Page text:
What kept her going? “I think it was my passion for Indian textiles, and admiration for the unknown, unsung Indian craftsmen who toils away to produce these works of exquisite beauty that motivated me to conduct these workshops,” she says. Shyamala has been more than just successful in keeping the dying art of block printing alive. But if you tell her that she is quick to rattle of names across the country who are also into the perpetuation of the art. “Most students who come are unaware and amazed at the toil, skill and work that has gone into each piece that they buy in the market. On an average, an ajrakh print that is done in Bhuj, goes through seven to eight stages in the printing process and can take a month or more to complete.” There is no stopping her once she begins to talk about the art of block printing.
“I try my best to showcase this art through my workshops. Block printing is more than just coming together of two sets of skills – that of the block maker, and the printer, is what I tell my students,” says Shyamala who regularly holds workshops across India and overseas. “I explain the skill, the patience and the devotion needed in the making of the block and the same qualities that are needed to print flawlessly. It is nothing short of meditation, an excellent form of therapy, where one has to concentrate and focus completely.” She gives her students all the necessary guidance to buy blocks and colours, as well as how to set up the table and start printing themselves. Alternatively, she also gives them contacts of professional printers in Mumbai, where she lives, who can print for them. She feels most rewarded when she finds some of her students taking this learning forward to start a business of their own. “Some come do the workshop just as a stress buster, for the pleasure of handcrafting a gift, or to simply ‘unleash their creativity’ which is also perfectly fine,” says Shyamala, more interested in inculcating an appreciation for the Indian textiles than anything else.
“Block printing is merely an embellishment – where one chooses to use it, is the creativity of the designer,” says Shyamala who despite having trained under the legend Panna Dossa, has gone beyond the mere six yards. “I once had a student who was a yoga instructor, and embellished an old mango crate with block designs, to store the yoga mats! There are no boundaries when it comes to block printing!” And it has taken years to be where she is today.

Activity list:
[a] In the block-printing text, can you give the stretch from "What kept her" through "of block printing." again, substituting "remarkable" for "exquisite"?
[b] What does the block-printing text say, summed up in two sentences?

Entries supplied:
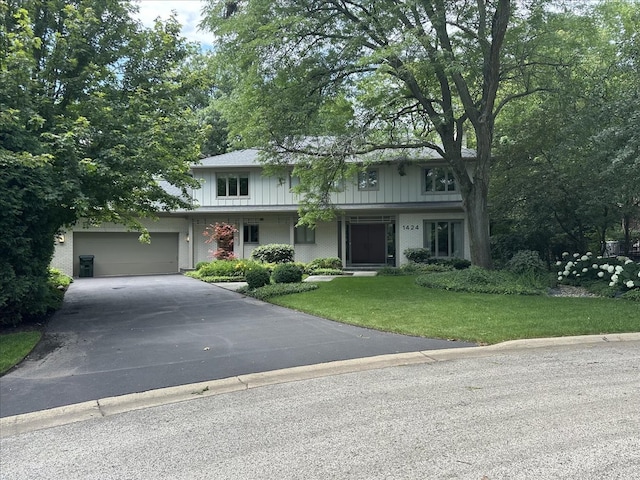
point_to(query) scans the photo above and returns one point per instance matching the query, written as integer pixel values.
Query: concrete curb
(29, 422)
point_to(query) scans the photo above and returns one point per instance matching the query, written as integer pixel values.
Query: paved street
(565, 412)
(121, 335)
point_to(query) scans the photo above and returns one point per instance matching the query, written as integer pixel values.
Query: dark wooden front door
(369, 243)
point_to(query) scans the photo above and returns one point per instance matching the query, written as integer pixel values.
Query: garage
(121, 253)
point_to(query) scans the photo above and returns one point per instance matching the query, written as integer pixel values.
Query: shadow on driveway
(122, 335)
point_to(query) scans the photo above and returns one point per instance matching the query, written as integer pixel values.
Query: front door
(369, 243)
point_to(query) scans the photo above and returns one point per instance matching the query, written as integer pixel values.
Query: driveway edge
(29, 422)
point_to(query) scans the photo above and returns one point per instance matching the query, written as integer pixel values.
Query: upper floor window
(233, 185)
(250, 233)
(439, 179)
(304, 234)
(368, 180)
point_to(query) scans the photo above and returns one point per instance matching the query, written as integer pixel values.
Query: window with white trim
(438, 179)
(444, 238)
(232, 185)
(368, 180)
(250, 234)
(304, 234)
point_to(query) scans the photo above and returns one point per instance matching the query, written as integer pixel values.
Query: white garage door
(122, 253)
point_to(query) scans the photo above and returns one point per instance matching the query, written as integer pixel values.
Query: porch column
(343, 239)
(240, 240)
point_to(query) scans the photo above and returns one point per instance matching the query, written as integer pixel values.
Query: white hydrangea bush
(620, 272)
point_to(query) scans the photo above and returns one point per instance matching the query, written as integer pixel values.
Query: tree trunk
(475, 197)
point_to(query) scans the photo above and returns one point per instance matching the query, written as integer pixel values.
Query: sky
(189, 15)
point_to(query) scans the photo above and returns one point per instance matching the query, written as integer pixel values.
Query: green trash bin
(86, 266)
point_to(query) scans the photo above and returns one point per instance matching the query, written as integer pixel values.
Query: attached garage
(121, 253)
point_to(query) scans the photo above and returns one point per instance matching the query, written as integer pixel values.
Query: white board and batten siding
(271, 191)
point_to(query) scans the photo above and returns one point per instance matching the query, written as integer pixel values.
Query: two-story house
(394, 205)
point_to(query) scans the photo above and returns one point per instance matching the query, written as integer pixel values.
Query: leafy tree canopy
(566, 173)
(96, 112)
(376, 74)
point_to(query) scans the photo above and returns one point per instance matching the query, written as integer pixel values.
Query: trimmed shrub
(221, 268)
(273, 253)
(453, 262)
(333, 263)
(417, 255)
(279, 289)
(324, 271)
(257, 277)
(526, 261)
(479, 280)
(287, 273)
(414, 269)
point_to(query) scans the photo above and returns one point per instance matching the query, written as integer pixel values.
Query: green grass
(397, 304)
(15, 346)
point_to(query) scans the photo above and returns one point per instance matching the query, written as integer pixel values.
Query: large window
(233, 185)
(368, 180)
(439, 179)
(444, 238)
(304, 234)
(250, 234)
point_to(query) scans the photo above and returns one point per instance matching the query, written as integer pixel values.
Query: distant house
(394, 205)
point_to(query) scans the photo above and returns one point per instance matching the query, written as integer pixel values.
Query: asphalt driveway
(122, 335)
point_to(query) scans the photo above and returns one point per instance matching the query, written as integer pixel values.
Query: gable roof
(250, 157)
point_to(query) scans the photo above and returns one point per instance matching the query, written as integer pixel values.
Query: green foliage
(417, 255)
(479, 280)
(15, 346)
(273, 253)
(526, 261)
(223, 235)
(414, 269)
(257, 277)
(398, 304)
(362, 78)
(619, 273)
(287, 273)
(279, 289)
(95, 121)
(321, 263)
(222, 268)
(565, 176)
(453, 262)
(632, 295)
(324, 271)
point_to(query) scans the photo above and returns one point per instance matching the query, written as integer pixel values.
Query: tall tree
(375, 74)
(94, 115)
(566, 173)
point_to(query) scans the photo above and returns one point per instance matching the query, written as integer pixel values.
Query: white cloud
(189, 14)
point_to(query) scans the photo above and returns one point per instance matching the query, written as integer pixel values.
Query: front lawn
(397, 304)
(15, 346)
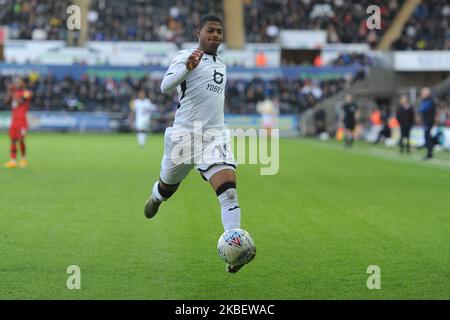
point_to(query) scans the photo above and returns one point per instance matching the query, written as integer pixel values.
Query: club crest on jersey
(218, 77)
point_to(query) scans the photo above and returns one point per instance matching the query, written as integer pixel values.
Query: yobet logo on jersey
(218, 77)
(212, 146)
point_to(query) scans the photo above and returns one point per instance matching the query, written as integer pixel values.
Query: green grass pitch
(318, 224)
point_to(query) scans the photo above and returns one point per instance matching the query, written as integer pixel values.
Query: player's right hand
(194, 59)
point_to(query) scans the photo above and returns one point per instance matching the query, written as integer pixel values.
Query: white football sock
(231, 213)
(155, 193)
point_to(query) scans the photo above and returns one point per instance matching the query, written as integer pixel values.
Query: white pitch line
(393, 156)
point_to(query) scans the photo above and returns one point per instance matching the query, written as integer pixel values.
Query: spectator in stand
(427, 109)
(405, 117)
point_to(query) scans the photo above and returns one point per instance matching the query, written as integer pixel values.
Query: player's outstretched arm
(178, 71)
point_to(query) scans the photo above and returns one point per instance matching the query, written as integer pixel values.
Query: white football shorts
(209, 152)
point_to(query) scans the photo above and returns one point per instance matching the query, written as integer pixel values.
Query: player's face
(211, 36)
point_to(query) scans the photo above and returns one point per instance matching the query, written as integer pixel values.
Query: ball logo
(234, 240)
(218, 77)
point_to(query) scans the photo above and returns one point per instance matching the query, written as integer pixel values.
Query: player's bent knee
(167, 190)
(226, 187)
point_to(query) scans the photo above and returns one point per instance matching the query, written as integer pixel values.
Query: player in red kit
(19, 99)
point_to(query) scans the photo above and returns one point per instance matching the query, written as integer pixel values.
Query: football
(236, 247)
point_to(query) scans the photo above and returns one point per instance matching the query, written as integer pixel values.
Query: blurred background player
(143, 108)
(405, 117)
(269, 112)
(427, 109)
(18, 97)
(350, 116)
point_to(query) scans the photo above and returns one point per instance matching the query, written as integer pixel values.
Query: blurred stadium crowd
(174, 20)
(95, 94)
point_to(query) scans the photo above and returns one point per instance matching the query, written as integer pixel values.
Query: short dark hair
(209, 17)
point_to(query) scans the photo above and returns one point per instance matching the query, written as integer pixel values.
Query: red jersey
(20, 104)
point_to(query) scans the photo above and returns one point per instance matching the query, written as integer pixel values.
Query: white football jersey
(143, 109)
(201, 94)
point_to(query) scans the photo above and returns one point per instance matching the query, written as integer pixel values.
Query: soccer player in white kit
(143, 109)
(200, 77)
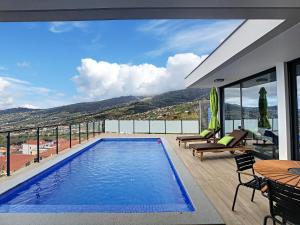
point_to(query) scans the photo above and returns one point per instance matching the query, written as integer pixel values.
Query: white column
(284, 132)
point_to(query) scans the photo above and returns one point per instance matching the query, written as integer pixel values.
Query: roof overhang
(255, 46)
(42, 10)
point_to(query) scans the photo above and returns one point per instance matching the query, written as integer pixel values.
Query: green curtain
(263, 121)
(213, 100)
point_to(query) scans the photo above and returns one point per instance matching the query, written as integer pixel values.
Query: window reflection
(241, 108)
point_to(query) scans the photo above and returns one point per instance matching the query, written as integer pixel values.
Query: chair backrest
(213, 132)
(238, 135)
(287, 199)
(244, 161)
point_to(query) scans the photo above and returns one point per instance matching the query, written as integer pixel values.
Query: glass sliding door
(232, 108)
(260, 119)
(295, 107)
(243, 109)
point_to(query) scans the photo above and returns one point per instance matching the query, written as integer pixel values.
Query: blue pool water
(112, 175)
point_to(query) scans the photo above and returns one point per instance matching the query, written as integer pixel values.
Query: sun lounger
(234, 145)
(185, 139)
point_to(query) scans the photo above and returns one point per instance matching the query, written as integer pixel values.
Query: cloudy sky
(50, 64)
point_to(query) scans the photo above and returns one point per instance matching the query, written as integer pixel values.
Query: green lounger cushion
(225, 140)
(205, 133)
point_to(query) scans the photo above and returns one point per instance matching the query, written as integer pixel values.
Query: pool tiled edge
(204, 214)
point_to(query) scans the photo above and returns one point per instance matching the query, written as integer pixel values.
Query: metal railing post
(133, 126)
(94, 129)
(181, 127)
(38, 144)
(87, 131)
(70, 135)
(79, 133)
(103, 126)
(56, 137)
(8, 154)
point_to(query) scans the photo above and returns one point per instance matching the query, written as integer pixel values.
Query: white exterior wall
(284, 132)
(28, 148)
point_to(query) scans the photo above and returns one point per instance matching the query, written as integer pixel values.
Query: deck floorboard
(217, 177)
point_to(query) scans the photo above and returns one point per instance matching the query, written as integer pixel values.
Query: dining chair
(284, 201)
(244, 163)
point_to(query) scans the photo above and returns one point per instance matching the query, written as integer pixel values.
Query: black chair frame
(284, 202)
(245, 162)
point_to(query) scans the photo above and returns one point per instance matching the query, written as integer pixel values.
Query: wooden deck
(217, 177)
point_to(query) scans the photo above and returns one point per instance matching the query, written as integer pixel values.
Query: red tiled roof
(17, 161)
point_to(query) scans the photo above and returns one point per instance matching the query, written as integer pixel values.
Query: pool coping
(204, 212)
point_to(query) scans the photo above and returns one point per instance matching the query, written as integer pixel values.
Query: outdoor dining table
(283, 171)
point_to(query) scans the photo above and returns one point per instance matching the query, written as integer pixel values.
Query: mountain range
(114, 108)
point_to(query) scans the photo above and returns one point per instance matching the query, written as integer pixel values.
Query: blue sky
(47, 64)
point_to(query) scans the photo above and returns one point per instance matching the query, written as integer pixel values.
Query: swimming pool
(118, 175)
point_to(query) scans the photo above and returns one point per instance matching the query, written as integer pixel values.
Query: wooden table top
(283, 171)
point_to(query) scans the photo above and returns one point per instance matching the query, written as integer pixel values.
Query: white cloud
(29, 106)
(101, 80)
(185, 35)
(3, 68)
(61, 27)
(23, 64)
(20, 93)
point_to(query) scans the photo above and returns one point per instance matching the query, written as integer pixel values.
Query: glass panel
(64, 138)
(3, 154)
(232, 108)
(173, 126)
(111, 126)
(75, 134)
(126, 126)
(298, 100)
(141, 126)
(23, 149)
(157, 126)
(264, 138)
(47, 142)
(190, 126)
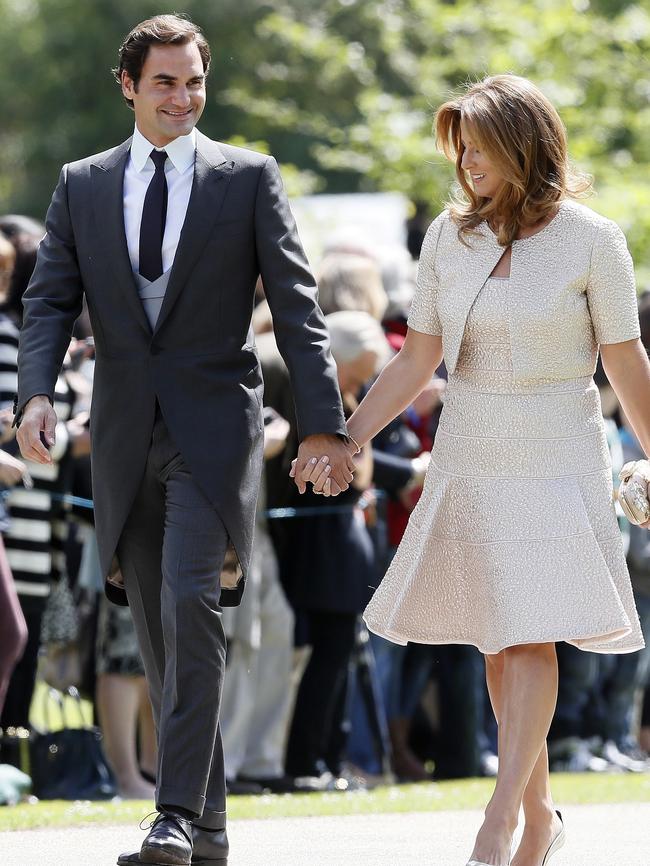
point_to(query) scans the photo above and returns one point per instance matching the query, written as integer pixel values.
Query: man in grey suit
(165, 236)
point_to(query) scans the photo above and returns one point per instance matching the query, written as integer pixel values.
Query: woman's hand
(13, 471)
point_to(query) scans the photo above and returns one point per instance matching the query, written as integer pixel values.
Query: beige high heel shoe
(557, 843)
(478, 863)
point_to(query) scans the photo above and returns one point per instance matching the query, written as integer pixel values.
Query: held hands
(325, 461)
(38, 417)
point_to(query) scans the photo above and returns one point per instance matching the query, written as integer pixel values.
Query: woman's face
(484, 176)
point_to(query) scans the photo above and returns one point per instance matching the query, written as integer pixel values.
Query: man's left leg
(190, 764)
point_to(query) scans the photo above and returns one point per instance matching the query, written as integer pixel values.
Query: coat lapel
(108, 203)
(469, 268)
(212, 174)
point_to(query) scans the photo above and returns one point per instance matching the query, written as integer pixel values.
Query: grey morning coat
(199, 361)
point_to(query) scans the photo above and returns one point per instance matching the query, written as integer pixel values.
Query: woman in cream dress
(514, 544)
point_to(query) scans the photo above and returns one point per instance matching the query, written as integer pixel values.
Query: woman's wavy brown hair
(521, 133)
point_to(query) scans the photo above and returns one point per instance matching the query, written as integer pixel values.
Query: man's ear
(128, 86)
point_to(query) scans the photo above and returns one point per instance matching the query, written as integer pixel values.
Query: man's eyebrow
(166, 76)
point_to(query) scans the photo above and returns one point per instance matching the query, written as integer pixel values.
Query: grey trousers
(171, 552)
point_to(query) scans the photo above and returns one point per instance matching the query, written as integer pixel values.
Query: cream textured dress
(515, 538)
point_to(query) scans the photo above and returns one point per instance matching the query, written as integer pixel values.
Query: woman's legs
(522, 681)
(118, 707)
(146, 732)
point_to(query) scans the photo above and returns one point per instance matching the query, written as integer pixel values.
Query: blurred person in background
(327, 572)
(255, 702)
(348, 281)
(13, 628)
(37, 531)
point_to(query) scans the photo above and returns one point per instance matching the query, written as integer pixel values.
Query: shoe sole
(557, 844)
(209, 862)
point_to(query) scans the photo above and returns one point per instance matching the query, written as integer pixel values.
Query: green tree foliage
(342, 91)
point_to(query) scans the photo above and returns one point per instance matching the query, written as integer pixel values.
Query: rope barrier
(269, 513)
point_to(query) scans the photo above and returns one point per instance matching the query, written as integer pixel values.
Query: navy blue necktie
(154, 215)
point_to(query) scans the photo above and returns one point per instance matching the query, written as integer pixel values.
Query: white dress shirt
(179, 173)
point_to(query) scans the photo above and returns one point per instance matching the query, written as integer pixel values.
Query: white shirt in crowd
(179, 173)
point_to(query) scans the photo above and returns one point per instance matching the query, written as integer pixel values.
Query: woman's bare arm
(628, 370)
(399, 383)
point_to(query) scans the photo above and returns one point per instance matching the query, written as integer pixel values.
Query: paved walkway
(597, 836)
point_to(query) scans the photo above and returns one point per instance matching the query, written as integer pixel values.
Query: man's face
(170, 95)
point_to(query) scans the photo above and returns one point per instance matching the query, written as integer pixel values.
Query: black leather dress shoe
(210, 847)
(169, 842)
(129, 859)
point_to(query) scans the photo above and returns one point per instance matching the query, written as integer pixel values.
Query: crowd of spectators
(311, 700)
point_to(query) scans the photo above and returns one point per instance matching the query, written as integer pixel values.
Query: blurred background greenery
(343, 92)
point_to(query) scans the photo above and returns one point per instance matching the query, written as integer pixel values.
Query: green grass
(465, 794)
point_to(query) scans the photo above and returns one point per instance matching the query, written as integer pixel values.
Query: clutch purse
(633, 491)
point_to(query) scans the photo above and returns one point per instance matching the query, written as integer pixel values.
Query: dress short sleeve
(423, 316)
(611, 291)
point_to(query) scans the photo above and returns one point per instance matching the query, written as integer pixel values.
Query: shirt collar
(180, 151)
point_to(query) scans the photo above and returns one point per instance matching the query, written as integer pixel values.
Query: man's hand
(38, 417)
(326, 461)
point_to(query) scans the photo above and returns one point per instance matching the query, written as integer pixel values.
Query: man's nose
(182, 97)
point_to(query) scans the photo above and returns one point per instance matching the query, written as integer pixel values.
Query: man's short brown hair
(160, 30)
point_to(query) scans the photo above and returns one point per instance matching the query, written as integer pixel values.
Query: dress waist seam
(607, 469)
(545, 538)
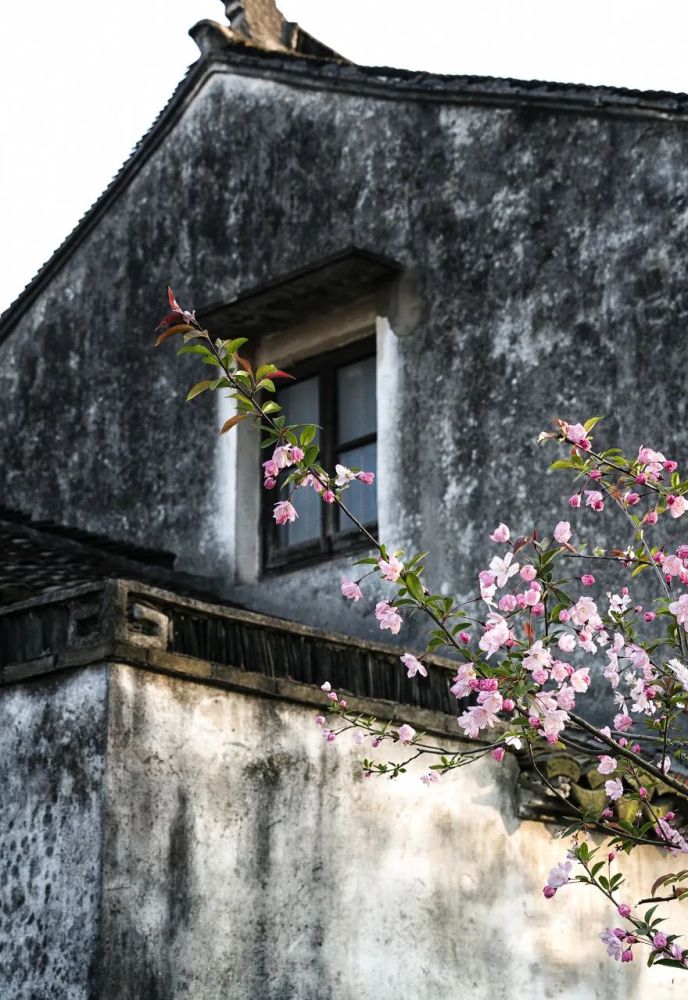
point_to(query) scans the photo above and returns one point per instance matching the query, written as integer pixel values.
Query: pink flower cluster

Exercise results:
[a]
What kept her going? “I think it was my passion for Indian textiles, and admiration for the unknown, unsung Indian craftsmen who toils away to produce these works of remarkable beauty that motivated me to conduct these workshops,” she says. Shyamala has been more than just successful in keeping the dying art of block printing alive. But if you tell her that she is quick to rattle of names across the country who are also into the perpetuation of the art. “Most students who come are unaware and amazed at the toil, skill and work that has gone into each piece that they buy in the market. On an average, an ajrakh print that is done in Bhuj, goes through seven to eight stages in the printing process and can take a month or more to complete.” There is no stopping her once she begins to talk about the art of block printing.

[b] Shyamala, who lives in Mumbai, holds block-printing workshops across India and overseas out of a passion for Indian textiles and admiration for the craftsmen who make them. She teaches the skill and patience behind making blocks and printing, guides students on buying materials and setting up to print, and feels most rewarded when students go on to start their own businesses.